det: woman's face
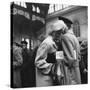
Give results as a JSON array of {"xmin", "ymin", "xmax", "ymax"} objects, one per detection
[
  {"xmin": 55, "ymin": 30, "xmax": 61, "ymax": 39},
  {"xmin": 53, "ymin": 30, "xmax": 62, "ymax": 45}
]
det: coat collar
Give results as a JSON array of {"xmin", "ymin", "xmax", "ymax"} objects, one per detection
[{"xmin": 67, "ymin": 29, "xmax": 74, "ymax": 35}]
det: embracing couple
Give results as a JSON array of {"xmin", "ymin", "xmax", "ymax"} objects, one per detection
[{"xmin": 35, "ymin": 16, "xmax": 81, "ymax": 87}]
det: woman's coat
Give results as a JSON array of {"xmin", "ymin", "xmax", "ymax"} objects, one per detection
[{"xmin": 35, "ymin": 36, "xmax": 57, "ymax": 87}]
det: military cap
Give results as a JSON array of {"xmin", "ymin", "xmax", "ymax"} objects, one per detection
[{"xmin": 21, "ymin": 40, "xmax": 27, "ymax": 45}]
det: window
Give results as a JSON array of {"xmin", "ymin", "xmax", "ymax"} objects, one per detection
[
  {"xmin": 48, "ymin": 4, "xmax": 54, "ymax": 14},
  {"xmin": 14, "ymin": 1, "xmax": 21, "ymax": 6},
  {"xmin": 63, "ymin": 4, "xmax": 70, "ymax": 8},
  {"xmin": 26, "ymin": 39, "xmax": 30, "ymax": 49},
  {"xmin": 32, "ymin": 5, "xmax": 36, "ymax": 12},
  {"xmin": 14, "ymin": 1, "xmax": 27, "ymax": 8},
  {"xmin": 22, "ymin": 38, "xmax": 24, "ymax": 41},
  {"xmin": 48, "ymin": 4, "xmax": 71, "ymax": 14},
  {"xmin": 37, "ymin": 7, "xmax": 40, "ymax": 13},
  {"xmin": 73, "ymin": 20, "xmax": 80, "ymax": 37}
]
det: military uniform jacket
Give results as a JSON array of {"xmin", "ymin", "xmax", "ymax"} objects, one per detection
[{"xmin": 61, "ymin": 30, "xmax": 81, "ymax": 84}]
----
The answer should match the data above word for word, with no pictures in it.

det: woman's face
Give results as a JSON array of {"xmin", "ymin", "xmax", "ymax"} objects, one per detection
[
  {"xmin": 55, "ymin": 30, "xmax": 61, "ymax": 39},
  {"xmin": 53, "ymin": 30, "xmax": 62, "ymax": 45}
]
det: coat collar
Give results as a JSON array of {"xmin", "ymin", "xmax", "ymax"} objects, one per detection
[{"xmin": 67, "ymin": 29, "xmax": 74, "ymax": 35}]
det: embracing couple
Give results as a JSON array of {"xmin", "ymin", "xmax", "ymax"} objects, one per detection
[{"xmin": 35, "ymin": 16, "xmax": 81, "ymax": 87}]
det: woman's coat
Give results as a JSON array of {"xmin", "ymin", "xmax", "ymax"} objects, one per detection
[{"xmin": 35, "ymin": 36, "xmax": 57, "ymax": 87}]
det: military cap
Give results as a JSON array of {"xmin", "ymin", "xmax", "ymax"} objects, one per detection
[{"xmin": 21, "ymin": 40, "xmax": 27, "ymax": 45}]
det: window
Give results as a JSON array of {"xmin", "ymin", "xmax", "ymax"} objects, one per detection
[
  {"xmin": 48, "ymin": 4, "xmax": 54, "ymax": 14},
  {"xmin": 14, "ymin": 1, "xmax": 21, "ymax": 6},
  {"xmin": 63, "ymin": 4, "xmax": 70, "ymax": 8},
  {"xmin": 26, "ymin": 39, "xmax": 30, "ymax": 49},
  {"xmin": 32, "ymin": 5, "xmax": 36, "ymax": 12},
  {"xmin": 14, "ymin": 1, "xmax": 27, "ymax": 8},
  {"xmin": 22, "ymin": 38, "xmax": 24, "ymax": 41},
  {"xmin": 48, "ymin": 4, "xmax": 71, "ymax": 14},
  {"xmin": 37, "ymin": 7, "xmax": 40, "ymax": 13},
  {"xmin": 73, "ymin": 20, "xmax": 80, "ymax": 37}
]
det: military uniform jacket
Give results as a JSON array of {"xmin", "ymin", "xmax", "ymax"} objects, one per detection
[{"xmin": 61, "ymin": 30, "xmax": 81, "ymax": 84}]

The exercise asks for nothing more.